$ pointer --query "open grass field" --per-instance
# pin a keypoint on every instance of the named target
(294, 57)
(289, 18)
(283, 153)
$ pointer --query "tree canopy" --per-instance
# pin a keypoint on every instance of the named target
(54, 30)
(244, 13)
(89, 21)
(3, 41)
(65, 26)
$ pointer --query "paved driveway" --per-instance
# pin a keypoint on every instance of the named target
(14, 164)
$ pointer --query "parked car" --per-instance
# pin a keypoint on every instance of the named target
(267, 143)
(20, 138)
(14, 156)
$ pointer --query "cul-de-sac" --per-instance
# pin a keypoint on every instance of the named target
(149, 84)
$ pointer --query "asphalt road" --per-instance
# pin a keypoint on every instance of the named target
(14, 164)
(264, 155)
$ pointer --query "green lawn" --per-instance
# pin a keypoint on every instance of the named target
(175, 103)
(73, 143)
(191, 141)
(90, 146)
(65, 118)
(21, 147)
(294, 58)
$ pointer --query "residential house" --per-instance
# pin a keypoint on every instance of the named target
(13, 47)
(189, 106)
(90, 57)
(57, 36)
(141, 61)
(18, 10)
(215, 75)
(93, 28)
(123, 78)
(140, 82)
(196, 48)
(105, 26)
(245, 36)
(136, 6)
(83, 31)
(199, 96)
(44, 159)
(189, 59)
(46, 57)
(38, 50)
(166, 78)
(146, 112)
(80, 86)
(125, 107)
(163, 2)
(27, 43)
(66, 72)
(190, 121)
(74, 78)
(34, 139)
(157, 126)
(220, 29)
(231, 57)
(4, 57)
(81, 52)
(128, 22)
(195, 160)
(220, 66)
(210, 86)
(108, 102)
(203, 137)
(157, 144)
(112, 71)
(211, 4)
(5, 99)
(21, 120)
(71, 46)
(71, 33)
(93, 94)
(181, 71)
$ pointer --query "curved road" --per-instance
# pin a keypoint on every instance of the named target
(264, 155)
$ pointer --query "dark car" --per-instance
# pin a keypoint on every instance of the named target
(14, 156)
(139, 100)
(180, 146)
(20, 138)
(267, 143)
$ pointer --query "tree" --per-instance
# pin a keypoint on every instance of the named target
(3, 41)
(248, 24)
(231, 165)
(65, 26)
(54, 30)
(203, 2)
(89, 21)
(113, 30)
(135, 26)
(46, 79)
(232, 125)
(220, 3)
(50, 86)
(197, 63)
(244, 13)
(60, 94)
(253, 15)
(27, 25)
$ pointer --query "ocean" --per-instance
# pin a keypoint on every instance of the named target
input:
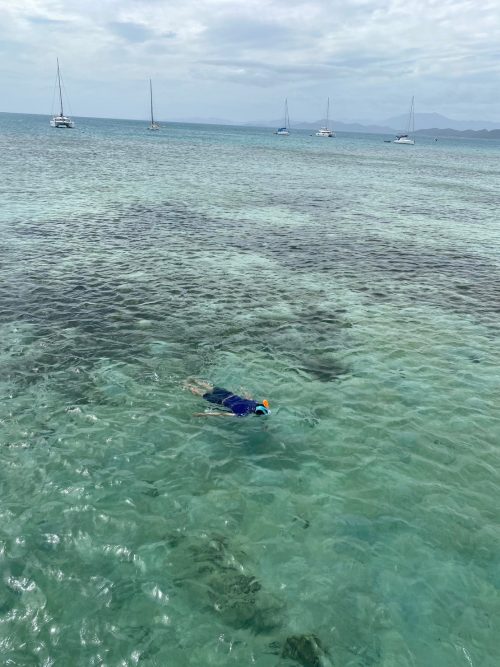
(353, 283)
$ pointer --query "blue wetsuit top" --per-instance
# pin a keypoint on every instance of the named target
(240, 406)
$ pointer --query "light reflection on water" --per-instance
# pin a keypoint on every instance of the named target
(354, 284)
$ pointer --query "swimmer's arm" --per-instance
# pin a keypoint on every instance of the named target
(214, 414)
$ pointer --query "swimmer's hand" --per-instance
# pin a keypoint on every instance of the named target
(214, 414)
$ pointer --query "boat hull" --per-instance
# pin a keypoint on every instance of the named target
(62, 121)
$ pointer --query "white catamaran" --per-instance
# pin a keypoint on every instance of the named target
(61, 120)
(325, 131)
(285, 130)
(153, 125)
(408, 138)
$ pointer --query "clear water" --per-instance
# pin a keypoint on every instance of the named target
(353, 283)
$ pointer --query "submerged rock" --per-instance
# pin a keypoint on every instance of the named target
(306, 650)
(208, 565)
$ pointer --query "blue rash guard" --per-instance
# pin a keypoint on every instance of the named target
(240, 406)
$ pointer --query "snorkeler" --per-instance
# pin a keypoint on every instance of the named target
(238, 405)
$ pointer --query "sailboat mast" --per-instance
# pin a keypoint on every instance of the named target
(60, 92)
(151, 98)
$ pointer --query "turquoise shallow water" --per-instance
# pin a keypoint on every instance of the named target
(356, 285)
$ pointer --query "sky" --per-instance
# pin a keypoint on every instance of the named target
(238, 60)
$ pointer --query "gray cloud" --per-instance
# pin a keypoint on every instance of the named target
(240, 58)
(131, 32)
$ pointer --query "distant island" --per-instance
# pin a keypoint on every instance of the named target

________________________

ASSIGNMENT: Copy out every line above without change, dropping the pictures.

ANSWER BOX:
$ pointer --query "open grass field" --per-instance
# pin a keypoint on every instance of the named target
(294, 57)
(289, 18)
(283, 153)
$ pointer --query "tree canopy" --per-instance
# pin a keypoint on every instance of the named target
(54, 30)
(244, 13)
(89, 21)
(3, 41)
(65, 26)
$ pointer --query "paved driveway" --per-instance
# pin a keypoint on every instance of the named target
(14, 164)
$ pointer --query "parked car" --per-instance
# pin a keypoint on every instance of the named target
(267, 143)
(20, 138)
(14, 156)
$ pointer --query "cul-de-sac" --per-instance
# pin a keypoint on every instance of the named target
(149, 84)
$ pointer --query "asphalt road" --per-instance
# pin a keypoint on every instance of the named target
(14, 164)
(264, 155)
$ pointer --query "green lawn" --per-instance
# pin a keypoint on every instance of the named target
(175, 103)
(73, 143)
(191, 141)
(90, 146)
(65, 118)
(21, 147)
(294, 58)
$ pointer --query "residential house" --per-instance
# pin a keypoint on every instance of the named target
(13, 47)
(189, 106)
(90, 57)
(57, 36)
(141, 61)
(18, 10)
(215, 75)
(93, 28)
(123, 78)
(140, 82)
(196, 48)
(105, 26)
(245, 36)
(136, 6)
(83, 31)
(199, 96)
(44, 159)
(189, 59)
(46, 57)
(38, 50)
(166, 78)
(146, 112)
(80, 86)
(125, 107)
(163, 2)
(27, 43)
(66, 72)
(190, 121)
(74, 78)
(34, 139)
(157, 126)
(220, 29)
(231, 57)
(4, 57)
(81, 52)
(128, 22)
(195, 160)
(220, 66)
(210, 86)
(108, 102)
(203, 137)
(157, 144)
(112, 71)
(211, 4)
(5, 99)
(21, 120)
(71, 46)
(71, 33)
(93, 94)
(181, 71)
$ pointer --query "curved road" --per-instance
# pin a keypoint on every instance of the named target
(264, 155)
$ pointer --query "dark car" --per-instance
# pin a keypoint on every instance of the named target
(14, 156)
(139, 100)
(180, 146)
(20, 138)
(267, 143)
$ pointer --query "tree" --per-instance
# pin a keypoint on every instance of the named target
(3, 41)
(248, 24)
(231, 165)
(65, 26)
(54, 30)
(203, 2)
(89, 21)
(113, 30)
(135, 26)
(46, 79)
(232, 125)
(220, 3)
(50, 86)
(197, 63)
(244, 13)
(60, 94)
(253, 15)
(27, 25)
$ pointer --query "ocean" --per-instance
# pin a keypoint on every instance of the named target
input:
(353, 283)
$ pointer --query "blue wetsuit top" --per-instance
# pin a keypoint on every instance of the named target
(240, 406)
$ pointer --query "light reflection on water" --per-instance
# pin a keypoint on every instance of the named target
(354, 284)
$ pointer --query "swimmer's arm" --per-instance
# pin a keypoint on every instance of the named target
(214, 414)
$ pointer --query "swimmer's hand" --per-instance
# pin a keypoint on every instance of the named target
(214, 414)
$ pointer --query "boat hull" --per-instance
# pin a keypoint on every instance of the named target
(62, 121)
$ pointer --query "white catamaran" --per-instance
# pin a keypoint on every instance of the named target
(61, 120)
(325, 131)
(285, 130)
(153, 125)
(408, 138)
$ pointer --query "clear water" --per-instance
# pin a keypoint on every instance of the named target
(353, 283)
$ pointer --query "submerged rock" --per-instance
# pin a keypoint on every instance of the named target
(306, 650)
(208, 565)
$ pointer --query "blue rash guard" --per-instance
# pin a keypoint on every instance of the named target
(240, 406)
$ pointer --query "snorkeler" --per-instance
# pin a keypoint on every instance of the named target
(238, 405)
$ pointer --query "sailboat mast" --per-instance
# pin a keypoint on every instance of the named target
(60, 92)
(151, 98)
$ pointer --query "turquoise shallow water" --per-instance
# pin a keypoint on every instance of the named target
(356, 285)
$ pointer --query "sky" --per-instance
# pin a keypoint on every instance of the named target
(238, 60)
$ pointer --query "gray cloud" --per-instance
# pin a keypoint on every instance of the named target
(240, 58)
(131, 32)
$ pointer --query "distant island" --per-instance
# pin a keypoint on every instance of the named target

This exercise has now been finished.